Your goal
Locate every line in the rows below that contains the word "forearm" and copy each of those lines in full.

· · ·

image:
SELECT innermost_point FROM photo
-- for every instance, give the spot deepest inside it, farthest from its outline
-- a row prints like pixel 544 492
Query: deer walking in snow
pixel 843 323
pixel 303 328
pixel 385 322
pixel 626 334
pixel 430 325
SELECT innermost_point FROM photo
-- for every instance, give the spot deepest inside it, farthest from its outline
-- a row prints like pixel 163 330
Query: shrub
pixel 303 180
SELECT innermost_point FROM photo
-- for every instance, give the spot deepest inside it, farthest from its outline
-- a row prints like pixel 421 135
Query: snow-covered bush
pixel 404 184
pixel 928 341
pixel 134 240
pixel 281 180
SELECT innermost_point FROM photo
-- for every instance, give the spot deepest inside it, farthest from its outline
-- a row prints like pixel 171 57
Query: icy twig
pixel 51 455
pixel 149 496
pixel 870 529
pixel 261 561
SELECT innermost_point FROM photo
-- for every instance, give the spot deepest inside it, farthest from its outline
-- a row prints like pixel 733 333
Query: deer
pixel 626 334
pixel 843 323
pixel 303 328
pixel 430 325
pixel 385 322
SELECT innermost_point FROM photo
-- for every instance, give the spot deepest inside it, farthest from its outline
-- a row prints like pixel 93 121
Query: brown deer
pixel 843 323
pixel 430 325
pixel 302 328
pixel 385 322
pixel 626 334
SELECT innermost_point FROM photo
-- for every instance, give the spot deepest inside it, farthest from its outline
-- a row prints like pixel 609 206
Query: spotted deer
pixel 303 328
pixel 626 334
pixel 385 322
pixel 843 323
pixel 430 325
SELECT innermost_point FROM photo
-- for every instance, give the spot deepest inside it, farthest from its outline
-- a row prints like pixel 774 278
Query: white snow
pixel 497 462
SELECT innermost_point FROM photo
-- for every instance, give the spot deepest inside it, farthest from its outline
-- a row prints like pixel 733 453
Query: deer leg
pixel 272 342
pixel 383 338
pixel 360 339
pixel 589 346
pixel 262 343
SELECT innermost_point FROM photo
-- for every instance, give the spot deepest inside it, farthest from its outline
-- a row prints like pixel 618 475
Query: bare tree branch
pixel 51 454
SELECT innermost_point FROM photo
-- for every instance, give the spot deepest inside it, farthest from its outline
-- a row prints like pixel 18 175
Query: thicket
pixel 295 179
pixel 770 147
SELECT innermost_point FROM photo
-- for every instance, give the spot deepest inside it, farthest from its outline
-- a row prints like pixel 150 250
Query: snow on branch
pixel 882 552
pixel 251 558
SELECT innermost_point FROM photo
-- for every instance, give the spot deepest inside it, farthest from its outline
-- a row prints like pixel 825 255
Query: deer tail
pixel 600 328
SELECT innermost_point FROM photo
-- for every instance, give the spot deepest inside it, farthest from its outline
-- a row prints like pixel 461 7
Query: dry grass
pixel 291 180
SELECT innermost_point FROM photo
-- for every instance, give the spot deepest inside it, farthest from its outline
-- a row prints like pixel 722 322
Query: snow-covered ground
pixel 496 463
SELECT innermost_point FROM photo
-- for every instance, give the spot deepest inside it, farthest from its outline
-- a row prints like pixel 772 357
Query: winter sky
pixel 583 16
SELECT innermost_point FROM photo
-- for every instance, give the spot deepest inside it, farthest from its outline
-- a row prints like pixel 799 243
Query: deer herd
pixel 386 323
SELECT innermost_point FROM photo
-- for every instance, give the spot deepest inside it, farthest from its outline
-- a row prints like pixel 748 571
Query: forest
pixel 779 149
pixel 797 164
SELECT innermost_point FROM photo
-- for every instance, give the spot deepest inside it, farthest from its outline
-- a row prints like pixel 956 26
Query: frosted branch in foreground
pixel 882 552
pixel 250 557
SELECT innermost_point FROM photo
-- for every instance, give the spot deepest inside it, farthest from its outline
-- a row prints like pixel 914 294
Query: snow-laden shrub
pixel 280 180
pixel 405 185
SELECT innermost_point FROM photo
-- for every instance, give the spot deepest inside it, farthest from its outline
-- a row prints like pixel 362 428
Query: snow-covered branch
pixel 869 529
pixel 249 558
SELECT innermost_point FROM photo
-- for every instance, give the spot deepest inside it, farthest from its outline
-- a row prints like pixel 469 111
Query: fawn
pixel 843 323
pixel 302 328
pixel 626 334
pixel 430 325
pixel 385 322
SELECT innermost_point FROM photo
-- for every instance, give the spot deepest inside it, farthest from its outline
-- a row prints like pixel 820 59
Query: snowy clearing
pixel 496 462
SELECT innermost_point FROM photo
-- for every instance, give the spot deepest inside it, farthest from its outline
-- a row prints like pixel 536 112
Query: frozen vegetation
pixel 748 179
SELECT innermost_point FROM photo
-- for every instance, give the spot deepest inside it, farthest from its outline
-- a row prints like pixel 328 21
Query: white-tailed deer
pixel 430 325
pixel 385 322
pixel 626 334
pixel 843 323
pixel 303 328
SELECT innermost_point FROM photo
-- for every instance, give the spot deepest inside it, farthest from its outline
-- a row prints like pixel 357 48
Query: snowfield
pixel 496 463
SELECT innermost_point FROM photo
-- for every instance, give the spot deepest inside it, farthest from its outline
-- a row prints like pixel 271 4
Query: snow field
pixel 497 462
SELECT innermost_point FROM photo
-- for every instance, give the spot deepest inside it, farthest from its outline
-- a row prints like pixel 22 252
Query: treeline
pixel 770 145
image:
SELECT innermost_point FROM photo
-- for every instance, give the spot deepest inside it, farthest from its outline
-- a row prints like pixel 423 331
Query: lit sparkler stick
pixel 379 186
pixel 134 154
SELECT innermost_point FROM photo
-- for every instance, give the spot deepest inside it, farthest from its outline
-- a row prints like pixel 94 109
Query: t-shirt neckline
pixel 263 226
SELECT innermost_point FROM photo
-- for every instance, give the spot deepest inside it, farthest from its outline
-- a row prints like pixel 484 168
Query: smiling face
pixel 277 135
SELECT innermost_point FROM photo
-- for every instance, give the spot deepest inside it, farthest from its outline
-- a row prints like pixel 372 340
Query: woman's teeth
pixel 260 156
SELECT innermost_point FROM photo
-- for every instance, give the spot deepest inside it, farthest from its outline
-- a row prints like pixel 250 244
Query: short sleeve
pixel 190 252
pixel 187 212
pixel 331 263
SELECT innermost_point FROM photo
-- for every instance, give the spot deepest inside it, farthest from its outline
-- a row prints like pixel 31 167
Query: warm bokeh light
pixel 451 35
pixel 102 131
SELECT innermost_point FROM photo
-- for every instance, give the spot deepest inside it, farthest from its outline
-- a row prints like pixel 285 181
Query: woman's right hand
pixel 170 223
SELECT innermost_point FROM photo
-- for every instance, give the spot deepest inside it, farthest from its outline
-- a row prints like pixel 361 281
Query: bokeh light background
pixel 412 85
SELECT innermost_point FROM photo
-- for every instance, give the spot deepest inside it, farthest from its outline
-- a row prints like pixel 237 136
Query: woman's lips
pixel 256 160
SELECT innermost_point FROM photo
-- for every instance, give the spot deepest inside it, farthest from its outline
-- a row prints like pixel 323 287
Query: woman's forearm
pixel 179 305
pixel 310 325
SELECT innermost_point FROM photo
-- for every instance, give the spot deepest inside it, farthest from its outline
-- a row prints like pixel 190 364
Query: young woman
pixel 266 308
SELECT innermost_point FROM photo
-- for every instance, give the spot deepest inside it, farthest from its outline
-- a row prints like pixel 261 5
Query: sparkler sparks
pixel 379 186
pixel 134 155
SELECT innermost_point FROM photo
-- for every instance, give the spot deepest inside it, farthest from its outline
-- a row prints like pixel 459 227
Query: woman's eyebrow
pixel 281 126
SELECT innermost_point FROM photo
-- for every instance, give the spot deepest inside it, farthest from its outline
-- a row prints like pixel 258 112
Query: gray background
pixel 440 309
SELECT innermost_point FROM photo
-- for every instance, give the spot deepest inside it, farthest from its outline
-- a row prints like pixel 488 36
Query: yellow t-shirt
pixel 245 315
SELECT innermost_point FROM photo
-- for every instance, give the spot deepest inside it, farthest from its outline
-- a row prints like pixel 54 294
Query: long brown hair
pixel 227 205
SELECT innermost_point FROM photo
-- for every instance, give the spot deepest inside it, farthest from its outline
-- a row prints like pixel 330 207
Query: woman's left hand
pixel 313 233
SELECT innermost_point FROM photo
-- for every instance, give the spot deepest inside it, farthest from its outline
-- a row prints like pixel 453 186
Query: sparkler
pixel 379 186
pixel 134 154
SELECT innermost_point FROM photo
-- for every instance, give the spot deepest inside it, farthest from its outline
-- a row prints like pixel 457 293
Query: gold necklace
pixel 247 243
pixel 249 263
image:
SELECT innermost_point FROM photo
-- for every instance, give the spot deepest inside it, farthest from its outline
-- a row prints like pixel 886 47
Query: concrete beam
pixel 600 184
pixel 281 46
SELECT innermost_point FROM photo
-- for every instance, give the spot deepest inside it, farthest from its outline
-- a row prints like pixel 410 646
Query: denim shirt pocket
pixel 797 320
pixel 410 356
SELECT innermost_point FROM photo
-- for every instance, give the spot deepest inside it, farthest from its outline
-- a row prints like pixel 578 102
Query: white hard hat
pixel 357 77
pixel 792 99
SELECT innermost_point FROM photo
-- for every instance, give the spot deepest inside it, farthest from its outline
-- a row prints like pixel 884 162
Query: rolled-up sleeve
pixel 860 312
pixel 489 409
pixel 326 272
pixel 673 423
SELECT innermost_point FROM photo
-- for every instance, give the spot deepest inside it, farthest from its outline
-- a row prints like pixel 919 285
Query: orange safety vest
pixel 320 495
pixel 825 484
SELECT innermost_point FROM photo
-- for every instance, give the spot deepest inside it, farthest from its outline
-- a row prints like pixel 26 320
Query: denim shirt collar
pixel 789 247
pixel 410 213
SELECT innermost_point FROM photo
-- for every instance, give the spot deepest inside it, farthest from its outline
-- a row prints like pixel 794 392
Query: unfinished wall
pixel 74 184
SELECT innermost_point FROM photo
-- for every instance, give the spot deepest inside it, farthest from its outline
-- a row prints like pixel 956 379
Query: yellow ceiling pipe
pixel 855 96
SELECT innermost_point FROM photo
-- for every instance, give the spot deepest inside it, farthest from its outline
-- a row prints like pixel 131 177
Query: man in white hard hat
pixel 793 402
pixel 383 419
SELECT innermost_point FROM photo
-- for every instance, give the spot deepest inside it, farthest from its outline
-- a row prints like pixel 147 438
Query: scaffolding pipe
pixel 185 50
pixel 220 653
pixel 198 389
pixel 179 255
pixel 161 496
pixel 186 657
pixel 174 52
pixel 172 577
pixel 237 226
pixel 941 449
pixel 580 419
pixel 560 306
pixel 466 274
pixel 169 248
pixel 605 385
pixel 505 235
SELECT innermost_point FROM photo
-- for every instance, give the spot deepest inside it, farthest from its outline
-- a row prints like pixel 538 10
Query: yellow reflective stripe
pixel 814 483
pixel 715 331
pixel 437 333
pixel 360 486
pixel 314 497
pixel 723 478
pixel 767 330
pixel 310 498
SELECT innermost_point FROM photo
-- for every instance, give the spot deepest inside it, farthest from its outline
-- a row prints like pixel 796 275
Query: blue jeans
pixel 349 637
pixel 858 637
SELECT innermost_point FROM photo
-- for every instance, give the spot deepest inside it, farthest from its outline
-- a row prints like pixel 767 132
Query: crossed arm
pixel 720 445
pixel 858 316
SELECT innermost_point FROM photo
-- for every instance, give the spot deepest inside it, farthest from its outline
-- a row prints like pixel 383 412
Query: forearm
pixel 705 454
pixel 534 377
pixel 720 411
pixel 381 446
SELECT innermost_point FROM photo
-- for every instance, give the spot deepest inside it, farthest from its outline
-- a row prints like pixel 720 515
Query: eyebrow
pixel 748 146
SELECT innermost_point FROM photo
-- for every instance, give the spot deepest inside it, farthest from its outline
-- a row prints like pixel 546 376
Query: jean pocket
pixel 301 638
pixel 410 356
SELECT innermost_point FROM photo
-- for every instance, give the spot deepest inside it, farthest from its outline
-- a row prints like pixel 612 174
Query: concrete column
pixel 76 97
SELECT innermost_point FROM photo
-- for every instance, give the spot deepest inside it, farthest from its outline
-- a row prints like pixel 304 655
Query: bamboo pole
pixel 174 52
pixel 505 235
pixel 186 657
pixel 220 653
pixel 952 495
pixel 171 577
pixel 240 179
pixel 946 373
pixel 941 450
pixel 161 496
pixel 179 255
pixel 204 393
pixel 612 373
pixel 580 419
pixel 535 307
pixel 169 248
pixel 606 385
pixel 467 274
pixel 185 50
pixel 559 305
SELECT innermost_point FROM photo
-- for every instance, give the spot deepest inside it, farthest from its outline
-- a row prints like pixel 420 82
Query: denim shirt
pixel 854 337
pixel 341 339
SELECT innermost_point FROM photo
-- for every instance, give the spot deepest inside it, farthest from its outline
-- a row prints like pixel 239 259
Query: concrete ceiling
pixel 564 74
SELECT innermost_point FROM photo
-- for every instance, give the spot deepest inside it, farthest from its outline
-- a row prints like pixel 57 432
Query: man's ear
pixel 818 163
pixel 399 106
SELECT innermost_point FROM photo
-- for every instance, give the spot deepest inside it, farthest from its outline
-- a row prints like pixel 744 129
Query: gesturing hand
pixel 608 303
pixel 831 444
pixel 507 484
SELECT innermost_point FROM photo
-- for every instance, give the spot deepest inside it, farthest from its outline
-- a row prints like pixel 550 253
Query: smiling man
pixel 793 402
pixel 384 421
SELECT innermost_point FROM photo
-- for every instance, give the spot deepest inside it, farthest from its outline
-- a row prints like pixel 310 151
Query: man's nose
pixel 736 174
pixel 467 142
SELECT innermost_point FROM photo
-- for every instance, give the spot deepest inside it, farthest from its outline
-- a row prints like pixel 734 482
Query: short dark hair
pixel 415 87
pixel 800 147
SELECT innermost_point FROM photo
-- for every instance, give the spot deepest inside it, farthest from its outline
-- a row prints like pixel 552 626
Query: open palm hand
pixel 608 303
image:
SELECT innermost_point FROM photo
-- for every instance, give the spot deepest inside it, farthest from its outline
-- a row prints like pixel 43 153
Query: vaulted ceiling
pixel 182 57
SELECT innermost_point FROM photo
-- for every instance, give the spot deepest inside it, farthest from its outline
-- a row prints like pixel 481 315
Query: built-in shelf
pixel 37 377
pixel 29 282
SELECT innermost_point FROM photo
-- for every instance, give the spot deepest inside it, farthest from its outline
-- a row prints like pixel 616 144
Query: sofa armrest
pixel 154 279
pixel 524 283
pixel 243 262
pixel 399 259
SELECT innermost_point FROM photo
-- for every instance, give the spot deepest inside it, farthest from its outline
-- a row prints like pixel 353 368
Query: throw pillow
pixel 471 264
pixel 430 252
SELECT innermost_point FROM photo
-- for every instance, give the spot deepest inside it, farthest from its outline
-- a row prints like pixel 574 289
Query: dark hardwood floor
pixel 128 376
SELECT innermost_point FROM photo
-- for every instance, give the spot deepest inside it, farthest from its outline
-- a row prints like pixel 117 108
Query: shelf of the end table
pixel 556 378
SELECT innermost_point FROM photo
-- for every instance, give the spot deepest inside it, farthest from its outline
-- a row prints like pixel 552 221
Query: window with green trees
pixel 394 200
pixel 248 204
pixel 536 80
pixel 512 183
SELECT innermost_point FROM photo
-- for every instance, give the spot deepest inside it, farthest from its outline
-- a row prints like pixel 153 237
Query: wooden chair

· · ·

Expected answer
Query: woman's forearm
Query: forearm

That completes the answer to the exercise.